- **Written task**
Make an exact copy of the entries, and keep any pictures out of it.

+++

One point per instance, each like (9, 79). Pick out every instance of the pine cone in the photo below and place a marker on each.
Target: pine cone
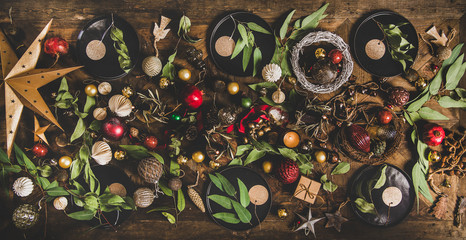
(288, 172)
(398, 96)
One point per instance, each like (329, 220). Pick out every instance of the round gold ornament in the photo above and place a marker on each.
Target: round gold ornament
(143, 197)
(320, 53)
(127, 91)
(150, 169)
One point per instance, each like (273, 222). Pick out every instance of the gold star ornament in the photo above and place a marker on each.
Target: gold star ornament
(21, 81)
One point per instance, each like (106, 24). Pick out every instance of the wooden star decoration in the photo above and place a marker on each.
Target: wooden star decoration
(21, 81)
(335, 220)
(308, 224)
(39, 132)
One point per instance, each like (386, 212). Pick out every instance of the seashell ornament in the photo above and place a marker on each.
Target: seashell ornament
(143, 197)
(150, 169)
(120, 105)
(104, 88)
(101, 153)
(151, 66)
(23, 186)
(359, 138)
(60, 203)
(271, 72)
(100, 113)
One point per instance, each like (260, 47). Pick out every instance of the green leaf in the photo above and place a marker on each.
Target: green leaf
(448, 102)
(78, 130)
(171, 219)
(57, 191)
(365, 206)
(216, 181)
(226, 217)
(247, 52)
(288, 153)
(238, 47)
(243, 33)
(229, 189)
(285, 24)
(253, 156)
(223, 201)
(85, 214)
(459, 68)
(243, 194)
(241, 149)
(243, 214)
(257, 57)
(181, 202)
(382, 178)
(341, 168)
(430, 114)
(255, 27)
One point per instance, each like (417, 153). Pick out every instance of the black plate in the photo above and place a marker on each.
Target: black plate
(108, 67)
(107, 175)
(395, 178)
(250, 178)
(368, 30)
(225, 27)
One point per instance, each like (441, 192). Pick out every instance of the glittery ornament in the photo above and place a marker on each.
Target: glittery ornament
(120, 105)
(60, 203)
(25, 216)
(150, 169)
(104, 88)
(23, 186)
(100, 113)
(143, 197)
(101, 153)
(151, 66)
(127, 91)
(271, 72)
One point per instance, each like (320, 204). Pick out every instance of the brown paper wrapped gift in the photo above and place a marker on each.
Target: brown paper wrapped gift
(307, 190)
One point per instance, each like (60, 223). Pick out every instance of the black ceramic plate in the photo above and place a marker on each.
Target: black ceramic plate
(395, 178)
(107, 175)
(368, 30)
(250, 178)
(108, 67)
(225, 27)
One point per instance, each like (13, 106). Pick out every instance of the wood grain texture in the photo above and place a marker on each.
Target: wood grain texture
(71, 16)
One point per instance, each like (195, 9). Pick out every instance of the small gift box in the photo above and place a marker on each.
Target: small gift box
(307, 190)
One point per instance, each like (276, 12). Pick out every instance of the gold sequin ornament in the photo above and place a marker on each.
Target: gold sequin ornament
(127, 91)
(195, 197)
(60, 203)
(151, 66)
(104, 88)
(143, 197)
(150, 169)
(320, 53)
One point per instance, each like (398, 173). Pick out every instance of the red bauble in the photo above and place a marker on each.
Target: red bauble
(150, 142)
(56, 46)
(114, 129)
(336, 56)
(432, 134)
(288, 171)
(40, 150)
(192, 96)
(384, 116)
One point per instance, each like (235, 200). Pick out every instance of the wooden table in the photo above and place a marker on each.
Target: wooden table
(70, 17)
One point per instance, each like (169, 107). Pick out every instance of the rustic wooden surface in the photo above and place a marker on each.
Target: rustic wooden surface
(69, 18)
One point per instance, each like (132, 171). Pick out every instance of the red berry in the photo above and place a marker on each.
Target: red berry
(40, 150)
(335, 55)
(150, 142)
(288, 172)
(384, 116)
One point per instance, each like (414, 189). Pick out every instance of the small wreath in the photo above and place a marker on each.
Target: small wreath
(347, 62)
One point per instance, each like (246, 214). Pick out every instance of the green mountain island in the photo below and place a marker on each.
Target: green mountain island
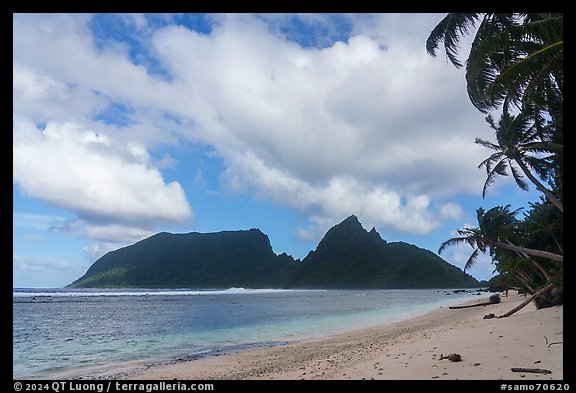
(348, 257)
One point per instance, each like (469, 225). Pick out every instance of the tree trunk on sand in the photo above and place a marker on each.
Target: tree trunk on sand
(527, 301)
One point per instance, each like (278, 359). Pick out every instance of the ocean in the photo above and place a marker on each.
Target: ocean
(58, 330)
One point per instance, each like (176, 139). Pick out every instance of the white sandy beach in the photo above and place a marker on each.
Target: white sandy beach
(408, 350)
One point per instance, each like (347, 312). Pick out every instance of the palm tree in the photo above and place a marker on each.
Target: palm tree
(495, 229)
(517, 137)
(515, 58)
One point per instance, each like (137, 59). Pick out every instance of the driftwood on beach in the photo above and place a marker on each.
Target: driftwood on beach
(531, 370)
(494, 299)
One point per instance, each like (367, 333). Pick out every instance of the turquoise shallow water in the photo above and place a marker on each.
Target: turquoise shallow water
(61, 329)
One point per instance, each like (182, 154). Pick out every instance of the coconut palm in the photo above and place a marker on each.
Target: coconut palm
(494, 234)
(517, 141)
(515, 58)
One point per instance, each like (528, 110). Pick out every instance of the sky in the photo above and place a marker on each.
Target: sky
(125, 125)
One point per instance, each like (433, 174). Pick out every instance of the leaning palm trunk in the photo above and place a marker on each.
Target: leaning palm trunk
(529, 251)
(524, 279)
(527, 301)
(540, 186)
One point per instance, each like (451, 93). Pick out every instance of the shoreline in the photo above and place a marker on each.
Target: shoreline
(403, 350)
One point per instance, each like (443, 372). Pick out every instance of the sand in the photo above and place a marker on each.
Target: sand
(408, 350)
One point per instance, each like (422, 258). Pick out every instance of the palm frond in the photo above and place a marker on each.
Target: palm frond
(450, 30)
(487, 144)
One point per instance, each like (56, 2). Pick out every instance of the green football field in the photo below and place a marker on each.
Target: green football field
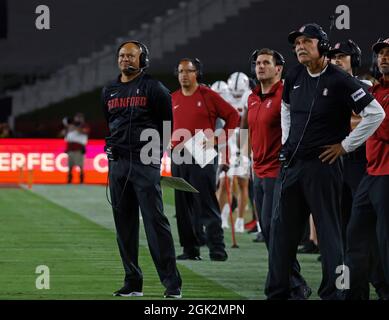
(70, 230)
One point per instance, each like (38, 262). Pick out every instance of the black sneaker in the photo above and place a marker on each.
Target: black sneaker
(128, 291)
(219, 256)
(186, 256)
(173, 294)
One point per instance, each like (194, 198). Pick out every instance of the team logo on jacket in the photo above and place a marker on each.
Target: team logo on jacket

+++

- **Result for this exercise**
One point per instance, each like (9, 79). Pick out every instance of the pine cone in the photo below and place a marker on each.
Target: pine cone
(288, 172)
(398, 96)
One point per instance, each like (329, 220). Pick out every instance of the round gold ornament in the photo above and place a marker on each.
Target: round gold ornament
(143, 197)
(320, 53)
(127, 91)
(150, 169)
One point per instance, each like (273, 222). Pick out every instance of the gold star ornament in the photo above and place a marker on each.
Target: gold star ornament
(21, 81)
One point per instance, each like (106, 24). Pick out every instance of the wooden star decoration in the photo above and place a marker on each.
Target: wooden star decoration
(21, 81)
(335, 220)
(308, 224)
(39, 132)
One point per instance, each like (386, 212). Pick out every instance of the seashell ornament in the photo above and place a marker on each.
Target: seashell ornament
(143, 197)
(150, 169)
(120, 105)
(104, 88)
(101, 153)
(151, 66)
(23, 186)
(359, 138)
(60, 203)
(271, 72)
(100, 113)
One point per instance, each like (260, 47). Pick out every instance of the green leaf in the photo above and place a marker on each.
Target: green leaf
(448, 102)
(78, 130)
(171, 219)
(57, 191)
(365, 206)
(216, 181)
(226, 217)
(247, 52)
(288, 153)
(238, 47)
(243, 33)
(229, 189)
(285, 24)
(253, 156)
(223, 201)
(85, 214)
(459, 68)
(243, 194)
(241, 149)
(243, 214)
(257, 57)
(181, 202)
(382, 178)
(341, 168)
(430, 114)
(255, 27)
One point per instance, each like (417, 153). Pick out every instance of the black plate in the photo above and place a marker on each.
Target: black plate
(108, 67)
(107, 175)
(395, 178)
(250, 178)
(368, 30)
(225, 27)
One point per instance, each like (441, 192). Pick out every instance of the glittery ornament in the photo above and place a marker on each.
Target: glittery ornament
(120, 105)
(60, 203)
(25, 216)
(150, 169)
(104, 88)
(23, 186)
(100, 113)
(143, 197)
(101, 153)
(151, 66)
(127, 91)
(271, 72)
One point per instance, each like (320, 204). Pick out every instance of the brown paper wrapped gift in the photo above and place a marker on each.
Target: brown paper wrapped gift
(307, 190)
One point per instance, each like (60, 223). Pick out every instance of the black ceramic plate in the photo above and place a marker on each.
Target: black ceramic plate
(395, 178)
(107, 175)
(368, 30)
(250, 178)
(108, 67)
(225, 27)
One point per instance, each like (13, 106). Pick out every instance of the wood grain texture in the photo above and place a marker on each.
Target: wood grain texture
(71, 16)
One point per instance, each like (195, 9). Pick out every instance of the small gift box in the photo above and place a marker on each.
Target: small gift box
(307, 190)
One point per instance, each like (276, 12). Pick out every instance of the gold sequin ornament in the photo above and place a marker on each.
Target: gold sequin ornament
(127, 91)
(195, 197)
(60, 203)
(151, 66)
(104, 88)
(143, 197)
(150, 169)
(320, 53)
One point per instance, each like (398, 173). Pick out every instance of the red bauble in the photo above and place a marker on each.
Target: red bauble
(150, 142)
(56, 46)
(114, 129)
(336, 56)
(432, 134)
(288, 171)
(40, 150)
(192, 96)
(384, 116)
One point per instance, each like (235, 200). Pick out every instance of the wooden table in the photo above and place a marker on each.
Target: wooden table
(70, 17)
One point per instance, each like (169, 107). Pick out every instance of the rustic wooden surface in the photo above and place a marker on each.
Target: rustic wooden surface
(69, 18)
One point per instance, each like (132, 171). Pick out every instance of the red berry in the photo above and place a marker on each.
Target: red berry
(40, 150)
(335, 55)
(150, 142)
(288, 172)
(384, 116)
One point per instance, each like (414, 189). Pick out every instance of the small wreath in the photo above and place a marker on each.
Target: small wreath
(347, 62)
One point per instance, each like (246, 214). Pick out every instance of the green mountain island in the photo below and place a marker on each.
Target: green mountain island
(348, 257)
One point per instance, each like (469, 225). Pick out every instance of the tree trunk on sand in the photo above and place a marker on each.
Target: tree trunk on sand
(527, 301)
One point per instance, each like (278, 359). Pick out every instance of the ocean in the photo above and place a marker on each.
Target: ocean
(58, 330)
One point per instance, each like (176, 139). Pick out every instance of the white sandy beach in the photo above and place a marker on each.
Target: white sandy beach
(408, 350)
One point per instance, each like (347, 312). Pick out every instance of the palm tree in the photo above and place a marker on each.
Target: palm tree
(495, 229)
(517, 137)
(515, 58)
One point per instance, each like (137, 59). Pick out every instance of the driftwood on beach in the photo above and place a marker on each.
Target: driftwood on beach
(531, 370)
(494, 299)
One point per instance, each like (367, 333). Pick out every instance of the turquoise shallow water in the photo above and place a marker on each.
Target: turquoise shallow water
(61, 329)
One point per instance, each like (182, 154). Pick out every instance of the coconut palm in the photo above and place a marker on each.
Target: coconut palm
(494, 234)
(517, 141)
(515, 58)
One point per instance, each like (528, 110). Pick out every instance of the sky in the photo above and place a marker on each.
Target: sky
(125, 125)
One point per instance, each like (433, 174). Pick out every instance of the leaning palm trunk in the photo above and place a marker on each.
Target: leaning palm trunk
(529, 251)
(524, 279)
(527, 301)
(540, 186)
One point per instance, each like (451, 93). Pick out every instance of the shoreline in the photo above and place a marker on each.
Target: shoreline
(403, 350)
One point per instance, each like (443, 372). Pick out every instance of the sand in the photo above and place a marker on each.
Target: sand
(408, 350)
One point per instance, each like (422, 258). Pick out every instance of the palm frond in the photo above and place a marker on each.
Target: palm frond
(450, 30)
(487, 144)
One point per instance, each like (56, 2). Pick out every instance of the green football field in the photo below and place a marker on each.
Target: green football field
(70, 230)
One point per instance, each like (38, 262). Pick out every instance of the black sneaker in the photo above and place a marker on each.
Target: black sneaker
(128, 291)
(219, 256)
(186, 256)
(173, 294)
One point per instance, each like (194, 198). Pick out every instance of the team logo on jacket in the photo above and place a marker on each.
Target: team logo on jacket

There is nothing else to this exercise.